- Assignment: The answer must be the full data, restated word for word, with no pictures in it.

- Stored data:
══════════════════════════════

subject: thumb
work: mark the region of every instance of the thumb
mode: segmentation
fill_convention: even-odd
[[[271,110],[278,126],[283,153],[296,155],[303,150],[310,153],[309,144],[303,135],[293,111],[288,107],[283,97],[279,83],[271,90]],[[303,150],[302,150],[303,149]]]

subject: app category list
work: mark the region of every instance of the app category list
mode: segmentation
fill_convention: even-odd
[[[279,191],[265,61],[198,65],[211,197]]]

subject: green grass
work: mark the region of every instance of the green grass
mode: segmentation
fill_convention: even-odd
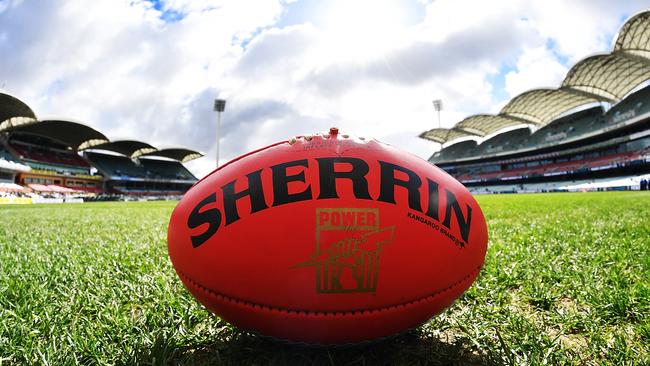
[[[482,196],[472,288],[382,342],[304,348],[210,315],[167,257],[174,203],[0,207],[0,364],[650,364],[650,194]]]

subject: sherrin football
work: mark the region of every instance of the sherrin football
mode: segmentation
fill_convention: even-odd
[[[253,151],[194,185],[169,223],[194,297],[233,325],[346,344],[416,327],[457,299],[487,249],[454,178],[332,128]]]

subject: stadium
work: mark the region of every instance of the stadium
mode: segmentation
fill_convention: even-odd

══════════════════════════════

- Reply:
subject: thumb
work: mark the region of every instance of the thumb
mode: segmentation
fill_convention: even-odd
[[[271,110],[278,126],[283,153],[296,155],[303,150],[310,153],[309,144],[303,135],[293,111],[288,107],[283,97],[279,83],[271,90]],[[303,150],[302,150],[303,149]]]

subject: app category list
work: mark the region of every instance of the app category list
mode: segmentation
fill_convention: even-odd
[[[279,191],[265,61],[198,65],[211,197]]]

subject: green grass
work: mark the region of every instance of the green grass
mode: segmentation
fill_convention: even-odd
[[[482,196],[472,288],[382,342],[304,348],[210,315],[167,257],[174,203],[0,207],[0,364],[650,364],[650,194]]]

subject: sherrin football
work: mark the region of every instance of the sherrin football
mode: segmentation
fill_convention: even-odd
[[[253,151],[194,185],[169,223],[194,297],[233,325],[346,344],[416,327],[457,299],[487,249],[454,178],[332,128]]]

subject: stadium
work: mark the region of every instance of the stadium
mode: segmentation
fill_convention: even-odd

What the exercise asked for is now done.